*AIM OF THE TASK*
Retype the items below without any changes, from the line with "Return one point per instance of the window" up to and including the line with "Target: white cloud".

[Excerpts from location labeling data]
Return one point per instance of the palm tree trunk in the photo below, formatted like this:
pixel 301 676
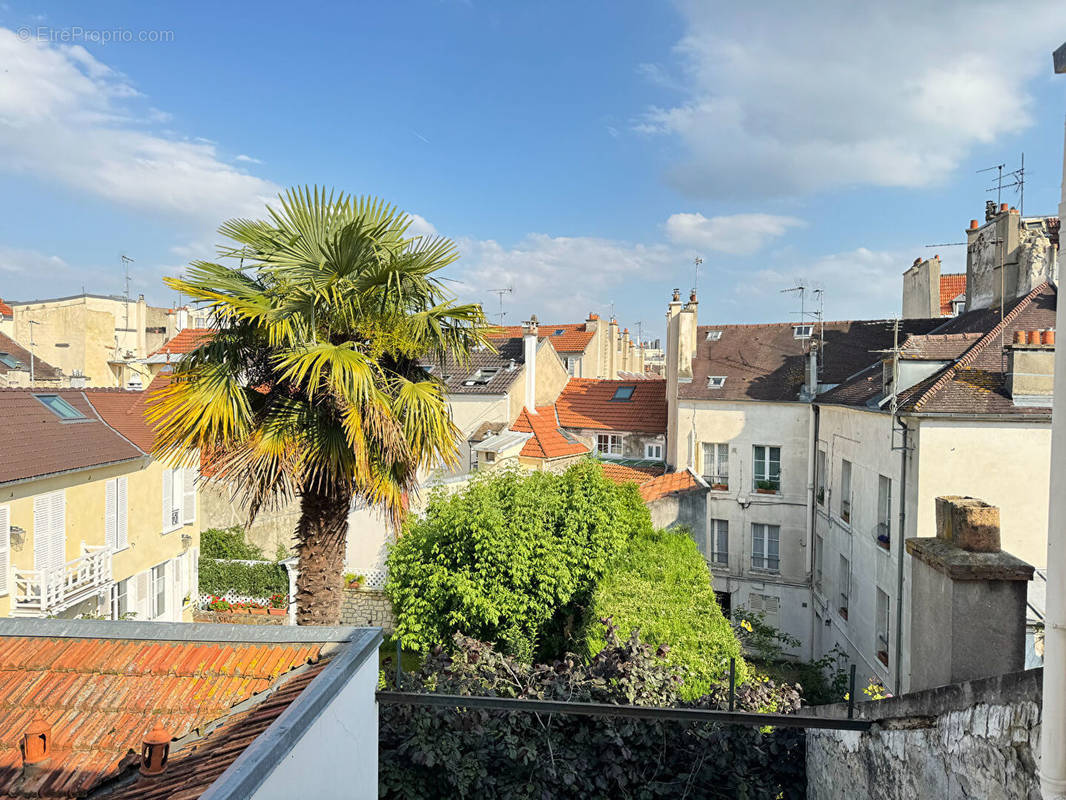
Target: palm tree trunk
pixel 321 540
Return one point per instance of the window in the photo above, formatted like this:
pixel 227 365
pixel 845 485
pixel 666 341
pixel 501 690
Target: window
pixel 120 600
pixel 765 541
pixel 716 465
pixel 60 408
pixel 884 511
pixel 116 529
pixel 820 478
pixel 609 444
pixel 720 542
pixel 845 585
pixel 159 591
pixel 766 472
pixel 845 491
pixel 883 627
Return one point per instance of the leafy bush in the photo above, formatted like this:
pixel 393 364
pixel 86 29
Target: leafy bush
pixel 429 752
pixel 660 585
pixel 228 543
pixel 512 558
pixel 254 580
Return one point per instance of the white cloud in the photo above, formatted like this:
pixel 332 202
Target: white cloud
--
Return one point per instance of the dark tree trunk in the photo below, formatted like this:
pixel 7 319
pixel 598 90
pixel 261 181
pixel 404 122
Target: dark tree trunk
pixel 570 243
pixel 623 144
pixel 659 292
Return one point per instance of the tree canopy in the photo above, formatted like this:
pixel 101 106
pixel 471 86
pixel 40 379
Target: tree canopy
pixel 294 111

*WRITTEN SOLUTION*
Return one point per instance of the window in the photo above, formatted like this:
pixel 227 365
pixel 845 485
pixel 666 341
pixel 501 690
Target: window
pixel 120 600
pixel 765 541
pixel 716 465
pixel 60 408
pixel 884 511
pixel 116 529
pixel 820 478
pixel 609 444
pixel 720 542
pixel 845 585
pixel 159 591
pixel 766 472
pixel 845 491
pixel 883 627
Return one point per instance of the leafy bush in the photo above, formatted like this:
pixel 393 364
pixel 86 29
Target: leafy bush
pixel 429 752
pixel 660 585
pixel 228 543
pixel 512 558
pixel 254 580
Return one point per instance of the white cloud in the photo above, formatted like this:
pixel 332 202
Target: white cloud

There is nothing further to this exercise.